**The problem:**
All of the entries need to be written out again, exactly as they are.

(Region pointing data)
>>
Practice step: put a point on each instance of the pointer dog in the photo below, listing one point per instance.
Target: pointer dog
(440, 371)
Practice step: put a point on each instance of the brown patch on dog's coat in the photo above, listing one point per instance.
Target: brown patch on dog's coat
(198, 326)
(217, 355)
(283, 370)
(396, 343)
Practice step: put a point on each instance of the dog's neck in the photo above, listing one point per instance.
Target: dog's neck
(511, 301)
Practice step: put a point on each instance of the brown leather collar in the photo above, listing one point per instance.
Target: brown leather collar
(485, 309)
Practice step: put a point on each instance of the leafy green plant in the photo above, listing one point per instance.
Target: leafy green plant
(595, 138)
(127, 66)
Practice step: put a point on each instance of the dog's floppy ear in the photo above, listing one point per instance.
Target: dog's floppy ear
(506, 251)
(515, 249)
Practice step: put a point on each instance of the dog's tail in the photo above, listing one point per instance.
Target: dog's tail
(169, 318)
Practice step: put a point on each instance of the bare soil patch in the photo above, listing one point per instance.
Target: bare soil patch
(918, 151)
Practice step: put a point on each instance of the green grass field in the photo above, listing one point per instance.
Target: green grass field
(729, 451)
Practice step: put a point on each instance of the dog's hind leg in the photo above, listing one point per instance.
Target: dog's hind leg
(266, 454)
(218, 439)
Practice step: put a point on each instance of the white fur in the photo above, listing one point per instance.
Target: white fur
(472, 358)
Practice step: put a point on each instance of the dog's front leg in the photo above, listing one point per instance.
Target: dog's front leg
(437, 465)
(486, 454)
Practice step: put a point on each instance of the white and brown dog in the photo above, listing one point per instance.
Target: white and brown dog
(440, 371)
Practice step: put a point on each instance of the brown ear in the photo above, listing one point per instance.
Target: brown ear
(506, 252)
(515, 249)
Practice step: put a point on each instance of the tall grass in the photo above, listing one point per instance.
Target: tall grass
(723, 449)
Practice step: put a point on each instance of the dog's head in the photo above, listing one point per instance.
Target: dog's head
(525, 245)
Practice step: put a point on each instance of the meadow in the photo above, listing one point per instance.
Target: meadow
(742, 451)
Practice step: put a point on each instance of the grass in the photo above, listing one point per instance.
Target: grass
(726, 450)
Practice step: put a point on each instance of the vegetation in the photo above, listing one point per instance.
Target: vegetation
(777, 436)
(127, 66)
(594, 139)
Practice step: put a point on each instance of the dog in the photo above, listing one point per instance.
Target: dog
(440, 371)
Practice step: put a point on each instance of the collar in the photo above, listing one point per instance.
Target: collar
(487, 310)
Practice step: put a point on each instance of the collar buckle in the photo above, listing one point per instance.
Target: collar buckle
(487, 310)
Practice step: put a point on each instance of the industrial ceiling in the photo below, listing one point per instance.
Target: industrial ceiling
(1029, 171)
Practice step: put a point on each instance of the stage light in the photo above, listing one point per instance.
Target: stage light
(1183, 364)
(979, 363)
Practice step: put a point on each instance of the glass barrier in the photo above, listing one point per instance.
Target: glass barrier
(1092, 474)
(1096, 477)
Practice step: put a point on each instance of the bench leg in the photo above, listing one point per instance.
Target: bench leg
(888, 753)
<<
**Expected answer:**
Practice step: put a point on each instance of the pointer dog in the photo below, listing one point per instance.
Target: pointer dog
(440, 371)
Practice step: put a point on each instance of the brown patch on dog's coat in the photo above, listing one point per instance.
Target: brown patch on dog's coat
(198, 326)
(217, 355)
(283, 370)
(396, 343)
Practice step: put a point on each instance of the dog's neck in the photo above, listing one point per instance.
Target: dog's neck
(511, 301)
Practice step: put a point on each instance of the brown leather collar in the photo above, listing one point per instance.
Target: brown leather collar
(485, 309)
Practice step: put a point on each instance of the leafy green plant in the photo above, listing one point per instance.
Target: leafy green plant
(595, 138)
(127, 66)
Practice step: put a point on each instance of the dog's floppy ear in the photo above, listing one point per instance.
Target: dog's floppy ear
(506, 251)
(515, 249)
Practice step: put a point on each instance of the dog's tail in the photo above, listing one point per instance.
Target: dog's tail
(169, 318)
Practice step: put a point on each instance of the bare soil patch in the photo above, listing one point per instance.
Target: bare soil patch
(918, 151)
Practice step: put a point on each instance of the green grass field in the photo above, listing one point per instance.
Target: green grass field
(729, 451)
Practice step: put a point on each instance of the dog's hind leg in the photo above, listing one point per instance.
Target: dog's hind leg
(266, 454)
(218, 439)
Practice step: put a point on each instance of the white fur in the photo above, listing one point per instance.
Target: white fur
(472, 358)
Practice step: put a point on each instance of the dog's front leg in the photo above, listing one point per instance.
Target: dog's front leg
(437, 465)
(486, 454)
Practice step: put a point on each instance of the white and brown dog in the photo above, listing one point per instance.
Target: white and brown dog
(440, 371)
Practice step: put a point on each instance of the brown ear in the photo above, listing one point per instance.
Target: brown ear
(506, 252)
(515, 249)
Practice step: put a point on each instance of the tall grass in the photo above, listing one point per instance.
Target: tall grass
(723, 449)
Practice step: put a point on each instance of the dog's head in the photo above, listing one point per instance.
Target: dog's head
(525, 245)
Practice step: put a point on each instance of the meadow in the photo above, listing one point per instance.
Target: meadow
(742, 451)
Practice step: put a point on each instance of the grass in the photo above, listing one point per instance.
Target: grass
(726, 450)
Practice step: put a point on each instance of the vegetation in the photo above, listing one point per instance.
Target: vegetation
(777, 436)
(127, 66)
(594, 139)
Practice step: put a point on each instance of the dog in the photo above, listing one point per instance.
Target: dog
(440, 371)
Practice step: put a point on each instance of the collar in the photo above, listing one point per instance.
Target: collar
(487, 310)
Practice step: put a point on each instance of the collar buckle in the photo above, listing one point per instance.
Target: collar buckle
(487, 310)
Practice step: put a point on each instance of the industrial ceiling in the photo below, listing one point per instance.
Target: industrial ceiling
(1029, 171)
Practice step: put a point on each instance of the stage light in the photo above, listing one point per instance.
Target: stage light
(1183, 364)
(979, 363)
Practice step: put a point on each instance of the glass barrier in the photo above, listing one point per instance.
Target: glass barrier
(1092, 474)
(1096, 477)
Practice step: put a point on each instance of the bench leg in the photo above, listing one point per instance.
Target: bench leg
(888, 753)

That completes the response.